### Source text
━━━━━━━━

2. About 10 million between 1865 (post Civil War) - 1890, again mainly from northwestern Europe.
3. About 15 million from 1890 - 1914, many from Austro-Hungary, Turkey, Lithuania (on my mother's side), Russia, Greece, Italy and Romania. Many Eastern European Jews fleeing religious persecution like my maternal ancestors came in this wave. Thankfully they did and made it. Otherwise it's likely they"d have met their fate either at the hands of Stalin or Hitler.
Many immigrants came to America to escape war, political turmoil, famine, or religious persecution. Others came against their will as chattel. Most, however, came for economic reasons seeking a better life in a land they saw as one offering better opportunity than the one they left. Some found it, others were disappointed and had to wait for their second and third generation offspring to finally reap some of what they themselves never achieved. Still they kept coming en masse as 19th century America was young and growing and needed a plentiful supply of skilled and unskilled workers. After the 1880s the need was almost entirely for the unskilled to fill the growing number of factory jobs.
RESTRICTIVE AND EXCLUSIONARY IMMIGRATION LEGISLATION
The Naturalization Act of 1790 established the rules for naturalized citizenship as required by Article 1, Section 8 of the Constitution. Until 1882, almost anyone could move here and qualify, but thereafter the government began to impose controls. Extreme racism was always in our DNA, and it's surfaced and thrived throughout our history. It was evident in the 1882 Chinese Exclusion Act that made immigration from China illegal. It didn't matter that it was Chinese labor (first hired in 1865) mainly that helped build the transcontinental railroad, did the most dangerous work in some of the most treacherous areas like the high Sierras, and worked for less than a dollar a day. On May 10, 1869 when the final golden spike was driven at Promontory, Utah to symbolize the connection of the transcontinental system from east to west, ocean to ocean, it was mainly Chinese coolie labor that raced to build the final 10 miles of track in 12 hours to be done in time for the ceremony. We showed our gratitude by excluding them when they were no longer needed. Theodore Roosevelt, a known racist and noted imperialist and war hawk recipient of the Nobel Peace prize, treated the Japanese with equal disdain in the 1906 "Gentleman's Agreement" that allowed the US the right to exclude Japanese immigrants. The result was all Asians couldn't emigrate here until the Johnson-Reed Immigration Act of 1924 that established quotas restricting Southern and Eastern European immigration as well as allowing some token numbers in from Asia and other "less preferred" countries.

━━━━━━━━

### Work instruction 1
Repeat word for word the stretch of the passage on U.S. immigration that begins at the words "Many immigrants came" and stops after the words "of factory jobs.".
### Work instruction 2
In the passage on U.S. immigration, what did the 1882 Chinese Exclusion Act do?

Referring expression grounding entries:

━━━━━━━━

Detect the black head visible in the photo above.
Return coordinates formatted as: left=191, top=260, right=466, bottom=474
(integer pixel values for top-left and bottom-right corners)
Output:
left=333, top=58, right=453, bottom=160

━━━━━━━━

### Answer area 1
Many immigrants came to America to escape war, political turmoil, famine, or religious persecution. Others came against their will as chattel. Most, however, came for economic reasons seeking a better life in a land they saw as one offering better opportunity than the one they left. Some found it, others were disappointed and had to wait for their second and third generation offspring to finally reap some of what they themselves never achieved. Still they kept coming en masse as 19th century America was young and growing and needed a plentiful supply of skilled and unskilled workers. After the 1880s the need was almost entirely for the unskilled to fill the growing number of factory jobs.

### Answer area 2
It made immigration from China illegal.